··· Supplied text

That firm was jointly instructed with  Lodge Real Estate, the auctioning real estate agents.        The  evidence  discloses  that  an  extensive  advertising  programme  was undertaken in the New Zealand Herald, the Waikato Times, the Bay of Plenty Times, and another local paper.  A full page colour flyer was prepared and was available to all purchasers and  inquirers.   The auction was held in auction rooms in  Hamilton. That was the best place, in the view of the auctioning real estate agent, Mr Vernon, to hold an auction for this type of property.   No evidence to the contrary has been advanced.   There is no evidence to suggest that the parties with whom Mr Fawcett was dealing did not know about the auction.   There is no evidence to suggest that any potential buyer did not know about the auction and thereby lost the opportunity to buy.

[20]     I have,  in the previous paragraphs,   dealt   with,   in   part,   the   effect   of advertising.   Some comment, however, must be made on the defendant’s complaint

no sign was placed on the property itself advertising for auction.  Equally, however, there is no evidence to suggest that such a sign would attract a purchaser interested

in  acquiring  a  development  such  as  that  undertaken  on  the  subject  property.   This was a development.  It was not a residential section.  The marketing undertaken has not been directly challenged.  Accordingly, I conclude that this aspect does not form the basis, even taken into account with any other matters, for concluding that there could be a proper foundation for a breach of the duty imposed by the Property Law Act 2007, s 176.

······
··· Material provided

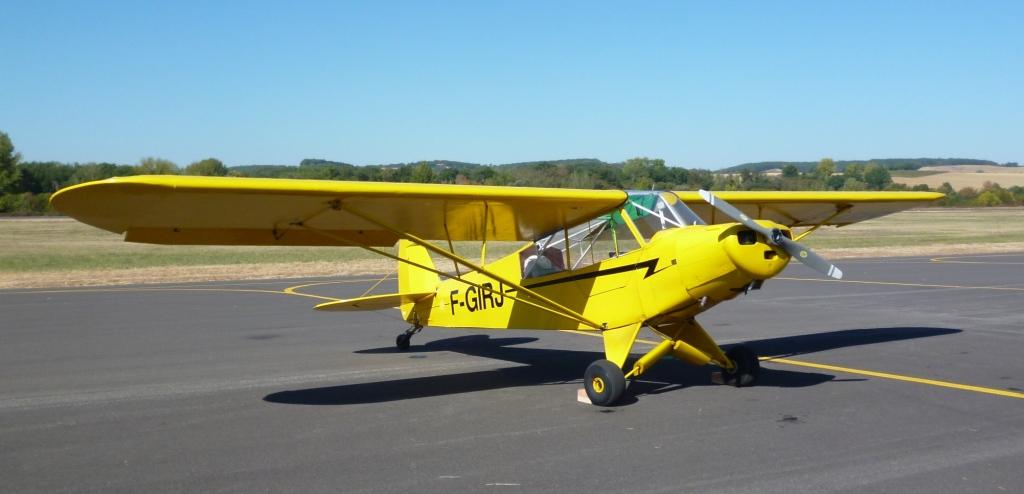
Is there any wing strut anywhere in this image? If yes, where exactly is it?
[339,204,607,330]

······

List of tasks:
1. Summarize the excerpt on advertising the property auction in two sentences.
2. Pick up the excerpt on advertising the property auction at the point where it stops, and continue it.

Per-task outputs:
1. The property was advertised extensively in the New Zealand Herald, the Waikato Times, the Bay of Plenty Times and another local paper, a full page colour flyer was available to all purchasers and inquirers, and the auction was held in Hamilton, which the auctioning agent considered the best place for this type of property. Although no sign was placed on the property, there is no evidence that such a sign would have attracted a purchaser interested in a development, so the excerpt concludes that the marketing does not form the basis for a breach of the duty imposed by the Property Law Act 2007, s 176.

2.
[21]     I  deal  next  with  the  result  achieved  and  the  prior  valuations. Again,  it  is necessary  to  record  that  the  duty  is  concerned  with  obtaining  the  best  price reasonably obtainable at the time of the sale.  It is a duty to take reasonable care.  It does  not  necessarily  follow  that  the  best  reasonably  obtainable  will  always  be achieved.   There is simply no evidence here to suggest that any potential purchaser who might have paid more than was achieved at the auction exists or, for that matter, would have been attracted to the auction in circumstances which might have led to the  obtaining  of  a  greater  price.  The  plaintiff  sought  professional  advice  and followed a marketing plan.   There was extensive advertising.   Unfortunately for the defendant,  no  buyer  could  be  found  who  was  prepared  to  pay  a  purchase  price approximating to that which the defendant and his Trust had spent on the property.

The fact that no person could be found does not indicate that there was a breach of the  duty  imposed  by  the  Property  Law  Act  2007,  s 176,  in  particular  when  the evidence  suggests  that   all  practical  steps  to   obtain  the  best  price   reasonably obtainable had been undertaken.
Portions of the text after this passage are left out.